● INFORMATION SHOWN
□ □ □
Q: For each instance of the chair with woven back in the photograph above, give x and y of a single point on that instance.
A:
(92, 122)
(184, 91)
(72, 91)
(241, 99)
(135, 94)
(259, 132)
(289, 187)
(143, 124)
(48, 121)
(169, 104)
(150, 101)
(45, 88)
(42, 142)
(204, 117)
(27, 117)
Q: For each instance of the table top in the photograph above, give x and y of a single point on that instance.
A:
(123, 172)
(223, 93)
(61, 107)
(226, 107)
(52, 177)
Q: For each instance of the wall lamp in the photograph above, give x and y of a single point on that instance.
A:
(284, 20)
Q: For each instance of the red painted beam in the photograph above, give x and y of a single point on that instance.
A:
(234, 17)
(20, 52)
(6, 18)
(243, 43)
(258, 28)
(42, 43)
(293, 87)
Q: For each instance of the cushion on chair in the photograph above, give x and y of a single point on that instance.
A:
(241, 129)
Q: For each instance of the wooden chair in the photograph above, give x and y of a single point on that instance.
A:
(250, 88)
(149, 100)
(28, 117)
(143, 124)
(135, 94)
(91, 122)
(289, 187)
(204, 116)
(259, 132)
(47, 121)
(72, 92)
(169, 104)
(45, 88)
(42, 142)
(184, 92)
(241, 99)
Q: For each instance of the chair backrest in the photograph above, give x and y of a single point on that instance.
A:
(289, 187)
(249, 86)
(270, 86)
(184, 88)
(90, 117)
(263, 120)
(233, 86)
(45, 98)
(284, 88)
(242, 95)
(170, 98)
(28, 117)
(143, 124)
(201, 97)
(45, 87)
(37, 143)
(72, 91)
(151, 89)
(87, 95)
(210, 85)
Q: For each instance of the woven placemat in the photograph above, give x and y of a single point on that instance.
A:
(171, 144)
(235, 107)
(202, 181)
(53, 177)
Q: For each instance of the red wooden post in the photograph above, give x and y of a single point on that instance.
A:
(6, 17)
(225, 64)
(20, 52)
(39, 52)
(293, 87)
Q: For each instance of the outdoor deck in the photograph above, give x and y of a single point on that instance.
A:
□ □ □
● PROBLEM REQUIREMENTS
Print the full listing verbatim. Leave nothing out.

● TASK OUTPUT
Q: For each instance of the chair with woven back in the photograph above, give x and y of a single point on that instance.
A:
(92, 122)
(184, 91)
(72, 91)
(241, 99)
(135, 94)
(259, 132)
(289, 187)
(143, 124)
(48, 121)
(169, 104)
(150, 101)
(45, 88)
(42, 142)
(204, 117)
(27, 117)
Q: For each instance of the table top in the photograph above, give x and y of a single point on that instance.
A:
(123, 172)
(223, 93)
(61, 107)
(226, 107)
(52, 177)
Q: For each instance of the wall lamp in the photograph above, give x and y of a single point on that instance.
A:
(284, 20)
Q: For each instance of the red painted beam in the photograph above, give x and y of a single point on that instance.
A:
(234, 17)
(20, 52)
(6, 18)
(243, 43)
(258, 28)
(42, 43)
(293, 87)
Q: For each instance of the cushion on chair in the photograph above, give x and y of a single point on that instance.
A:
(241, 129)
Q: For each instance of the wooden chair in the photograph above, give x and y of a single point on that instance.
A:
(250, 88)
(149, 100)
(28, 117)
(143, 124)
(135, 94)
(91, 122)
(289, 187)
(204, 116)
(259, 132)
(47, 121)
(72, 92)
(169, 104)
(45, 88)
(42, 142)
(184, 92)
(241, 99)
Q: For each instance of the chair backrest in the photograph above, give x and y of a single point on that instance.
A:
(289, 187)
(249, 86)
(270, 86)
(184, 88)
(90, 117)
(263, 120)
(233, 86)
(45, 98)
(284, 88)
(242, 95)
(170, 98)
(28, 117)
(143, 124)
(201, 97)
(45, 87)
(37, 143)
(72, 91)
(151, 89)
(87, 95)
(210, 85)
Q: For each instance of the woven placemat in the photograph above, give x and y of a single point on that instance.
A:
(171, 144)
(235, 107)
(202, 181)
(53, 177)
Q: For each instance of the red wooden post in the photograph above, give x and y of a single point on that instance.
A:
(6, 17)
(225, 64)
(20, 52)
(39, 52)
(293, 87)
Q: For each instance of the outdoor deck in the photograph above, give x and y of a single point on that instance.
A:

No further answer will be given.